RECORDS FOR THIS EXERCISE START

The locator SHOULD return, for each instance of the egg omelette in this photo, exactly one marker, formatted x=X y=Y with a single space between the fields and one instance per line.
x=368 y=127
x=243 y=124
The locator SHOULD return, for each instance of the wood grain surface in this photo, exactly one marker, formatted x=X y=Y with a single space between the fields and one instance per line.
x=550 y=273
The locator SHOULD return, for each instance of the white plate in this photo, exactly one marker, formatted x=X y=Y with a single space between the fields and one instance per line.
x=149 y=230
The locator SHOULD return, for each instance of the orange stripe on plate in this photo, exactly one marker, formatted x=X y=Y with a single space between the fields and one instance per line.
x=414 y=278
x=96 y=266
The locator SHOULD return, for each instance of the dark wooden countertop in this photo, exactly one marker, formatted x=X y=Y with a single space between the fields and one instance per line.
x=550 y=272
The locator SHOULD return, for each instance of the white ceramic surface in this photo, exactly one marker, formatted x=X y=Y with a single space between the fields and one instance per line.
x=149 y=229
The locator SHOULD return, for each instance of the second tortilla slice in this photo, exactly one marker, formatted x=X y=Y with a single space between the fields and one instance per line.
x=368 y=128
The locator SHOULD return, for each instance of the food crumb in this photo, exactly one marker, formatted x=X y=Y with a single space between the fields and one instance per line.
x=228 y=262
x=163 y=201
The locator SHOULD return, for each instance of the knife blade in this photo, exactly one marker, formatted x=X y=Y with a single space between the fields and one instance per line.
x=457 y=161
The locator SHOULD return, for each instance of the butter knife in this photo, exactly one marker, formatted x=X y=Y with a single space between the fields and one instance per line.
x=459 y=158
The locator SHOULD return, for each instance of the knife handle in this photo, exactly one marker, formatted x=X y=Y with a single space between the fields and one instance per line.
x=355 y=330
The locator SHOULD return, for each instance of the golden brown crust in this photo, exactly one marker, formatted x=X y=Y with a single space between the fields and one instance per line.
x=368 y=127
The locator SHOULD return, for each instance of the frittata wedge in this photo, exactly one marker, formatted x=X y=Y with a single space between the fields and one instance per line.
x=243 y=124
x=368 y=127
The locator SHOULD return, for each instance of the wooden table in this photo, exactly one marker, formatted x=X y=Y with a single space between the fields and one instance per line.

RECORDS FOR THIS EXERCISE END

→ **WORK ORDER**
Starting with the line that holds "The locator SHOULD return, for each instance of the knife handle", copy every line through the end of the data above. Reproduce them exactly, with no other material.

→ **THE ANSWER**
The locator SHOULD return, for each instance of the knife handle in this photo, exactly one marker, formatted x=X y=Y with a single space between the fields and one instance per line.
x=355 y=330
The locator SHOULD return, for each instance of the golden brown crust in this photo, exactly one marker, formatted x=X y=Y with a single space between the fields and one instance per line.
x=368 y=127
The locator SHOULD return, for each instance of the frittata wedge in this photo, exactly one marker, formatted x=X y=Y with a single space between the fields and one instance per line.
x=243 y=124
x=368 y=127
The locator SHOULD return, for each instance of the wooden table in this photo, exactly one marker, formatted x=X y=Y with a single space between the fields and one instance per line.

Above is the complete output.